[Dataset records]
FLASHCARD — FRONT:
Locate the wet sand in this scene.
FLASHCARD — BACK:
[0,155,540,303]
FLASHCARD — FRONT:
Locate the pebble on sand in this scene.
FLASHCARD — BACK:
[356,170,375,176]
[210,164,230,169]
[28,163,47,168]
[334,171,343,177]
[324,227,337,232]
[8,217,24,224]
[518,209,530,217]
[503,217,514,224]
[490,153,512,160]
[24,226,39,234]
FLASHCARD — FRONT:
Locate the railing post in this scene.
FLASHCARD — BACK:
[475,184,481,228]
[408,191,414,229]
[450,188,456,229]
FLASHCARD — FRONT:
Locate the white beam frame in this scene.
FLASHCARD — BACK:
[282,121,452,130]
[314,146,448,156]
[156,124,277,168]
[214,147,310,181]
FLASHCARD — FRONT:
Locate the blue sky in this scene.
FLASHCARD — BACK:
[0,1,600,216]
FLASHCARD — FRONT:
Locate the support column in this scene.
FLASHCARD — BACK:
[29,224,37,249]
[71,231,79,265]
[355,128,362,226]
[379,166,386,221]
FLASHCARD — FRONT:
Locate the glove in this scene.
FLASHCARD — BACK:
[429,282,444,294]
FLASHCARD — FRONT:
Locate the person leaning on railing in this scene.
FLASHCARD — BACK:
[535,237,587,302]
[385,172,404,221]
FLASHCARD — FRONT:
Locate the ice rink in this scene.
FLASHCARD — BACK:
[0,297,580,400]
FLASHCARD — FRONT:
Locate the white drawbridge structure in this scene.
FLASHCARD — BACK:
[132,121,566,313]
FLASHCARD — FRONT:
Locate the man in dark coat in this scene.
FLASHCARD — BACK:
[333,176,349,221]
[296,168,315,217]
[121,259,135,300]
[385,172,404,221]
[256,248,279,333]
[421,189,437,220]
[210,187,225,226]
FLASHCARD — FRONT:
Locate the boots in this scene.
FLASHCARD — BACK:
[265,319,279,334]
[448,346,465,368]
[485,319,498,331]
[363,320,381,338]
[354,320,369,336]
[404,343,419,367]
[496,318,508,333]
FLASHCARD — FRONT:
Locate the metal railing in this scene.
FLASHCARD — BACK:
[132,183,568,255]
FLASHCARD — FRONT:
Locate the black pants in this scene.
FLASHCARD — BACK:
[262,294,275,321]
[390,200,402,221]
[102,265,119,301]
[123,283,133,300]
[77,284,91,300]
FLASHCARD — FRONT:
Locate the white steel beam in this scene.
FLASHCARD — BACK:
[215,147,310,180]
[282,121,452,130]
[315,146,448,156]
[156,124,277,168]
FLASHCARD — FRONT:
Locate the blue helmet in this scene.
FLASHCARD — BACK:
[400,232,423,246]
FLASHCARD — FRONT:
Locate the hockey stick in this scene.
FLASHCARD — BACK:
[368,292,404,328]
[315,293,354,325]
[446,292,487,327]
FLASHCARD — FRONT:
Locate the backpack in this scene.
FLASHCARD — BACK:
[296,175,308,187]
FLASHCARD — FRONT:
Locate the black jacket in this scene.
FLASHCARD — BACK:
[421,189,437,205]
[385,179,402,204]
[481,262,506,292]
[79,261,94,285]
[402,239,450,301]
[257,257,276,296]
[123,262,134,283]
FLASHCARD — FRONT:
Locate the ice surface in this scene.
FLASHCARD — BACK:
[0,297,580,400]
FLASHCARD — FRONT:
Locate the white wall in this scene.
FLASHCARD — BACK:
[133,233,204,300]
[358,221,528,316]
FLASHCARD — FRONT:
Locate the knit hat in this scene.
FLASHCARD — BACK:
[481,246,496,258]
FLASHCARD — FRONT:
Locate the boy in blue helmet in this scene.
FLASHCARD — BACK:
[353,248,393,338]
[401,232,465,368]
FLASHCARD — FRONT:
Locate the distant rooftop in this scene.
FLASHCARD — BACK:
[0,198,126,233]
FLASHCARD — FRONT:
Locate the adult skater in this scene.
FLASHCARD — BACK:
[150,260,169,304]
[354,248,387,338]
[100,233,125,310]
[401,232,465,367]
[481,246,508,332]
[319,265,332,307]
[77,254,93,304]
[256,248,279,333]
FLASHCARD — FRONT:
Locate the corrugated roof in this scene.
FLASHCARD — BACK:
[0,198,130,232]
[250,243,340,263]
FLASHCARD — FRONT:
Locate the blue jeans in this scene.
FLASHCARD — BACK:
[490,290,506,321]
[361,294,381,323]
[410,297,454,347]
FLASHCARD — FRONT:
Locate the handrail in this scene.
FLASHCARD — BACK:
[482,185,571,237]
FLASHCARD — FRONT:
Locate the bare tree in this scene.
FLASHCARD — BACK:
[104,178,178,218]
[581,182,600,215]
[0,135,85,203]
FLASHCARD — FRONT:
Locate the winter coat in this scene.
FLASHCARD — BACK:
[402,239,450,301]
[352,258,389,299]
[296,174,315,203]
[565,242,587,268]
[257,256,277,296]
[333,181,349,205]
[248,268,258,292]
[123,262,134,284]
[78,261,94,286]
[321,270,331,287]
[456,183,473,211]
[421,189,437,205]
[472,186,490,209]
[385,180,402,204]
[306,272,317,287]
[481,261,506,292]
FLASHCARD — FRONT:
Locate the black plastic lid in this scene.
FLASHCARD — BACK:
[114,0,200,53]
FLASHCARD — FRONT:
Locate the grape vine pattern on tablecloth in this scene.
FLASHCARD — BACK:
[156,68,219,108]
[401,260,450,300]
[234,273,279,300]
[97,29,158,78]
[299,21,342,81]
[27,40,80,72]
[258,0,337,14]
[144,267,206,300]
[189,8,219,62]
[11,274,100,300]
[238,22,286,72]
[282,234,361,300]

Stated task –
Pick out every line in the data above that contains the word "coat", and copy each one.

Reply to the exercise –
Locate the man in dark coat in this scene.
Locate the winter coat in this scene.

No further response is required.